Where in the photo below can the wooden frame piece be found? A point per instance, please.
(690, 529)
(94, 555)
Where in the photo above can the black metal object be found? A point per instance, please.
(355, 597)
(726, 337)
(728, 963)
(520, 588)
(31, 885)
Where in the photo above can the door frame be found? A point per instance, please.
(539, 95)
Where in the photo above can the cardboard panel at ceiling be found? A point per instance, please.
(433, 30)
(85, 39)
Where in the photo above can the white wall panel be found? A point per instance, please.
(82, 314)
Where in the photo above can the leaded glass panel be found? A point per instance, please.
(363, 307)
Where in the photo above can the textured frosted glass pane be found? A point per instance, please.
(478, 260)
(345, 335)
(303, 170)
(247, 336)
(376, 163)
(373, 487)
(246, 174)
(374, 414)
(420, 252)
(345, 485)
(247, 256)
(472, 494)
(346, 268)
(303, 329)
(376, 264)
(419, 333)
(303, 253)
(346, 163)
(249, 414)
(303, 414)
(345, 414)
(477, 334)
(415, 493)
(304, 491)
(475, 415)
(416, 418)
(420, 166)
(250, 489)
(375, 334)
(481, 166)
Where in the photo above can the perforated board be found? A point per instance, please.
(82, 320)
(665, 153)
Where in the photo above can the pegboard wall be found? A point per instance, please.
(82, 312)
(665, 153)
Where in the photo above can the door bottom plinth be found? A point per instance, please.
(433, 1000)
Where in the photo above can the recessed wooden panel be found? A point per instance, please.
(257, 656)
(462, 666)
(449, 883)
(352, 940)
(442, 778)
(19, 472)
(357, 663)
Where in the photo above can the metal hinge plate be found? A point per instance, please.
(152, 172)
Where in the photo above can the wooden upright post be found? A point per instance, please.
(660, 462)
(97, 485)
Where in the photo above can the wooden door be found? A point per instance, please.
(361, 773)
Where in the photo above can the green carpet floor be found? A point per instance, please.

> _Instructions for the task_: Please copy the data above word for word, starting at the line containing "Where in the photo above can the perforated" and continuing through the final line of the data.

> _Correct response_:
Where in the photo above can the perforated board be found? A point per instance, please.
(82, 320)
(665, 153)
Where in the photo above can the pegboard wall be found? A point per instance, please.
(82, 312)
(665, 153)
Where in the photo above can the door bottom plinth be found? A point per instance, please.
(433, 1000)
Where in the photo above can the recessed wooden panel be found? A point per instance, please.
(257, 656)
(462, 666)
(449, 883)
(352, 940)
(442, 778)
(19, 472)
(357, 663)
Where in the photo above can the metal hinge plate be found? A point per instance, please.
(152, 172)
Where in the photo above can the wooden upright post be found? A point per instance, please.
(660, 462)
(97, 485)
Where in the photo above can the wooden door be found? A point per instance, please.
(361, 773)
Where in the photo above can the green carpet floor be found? A point per instance, please.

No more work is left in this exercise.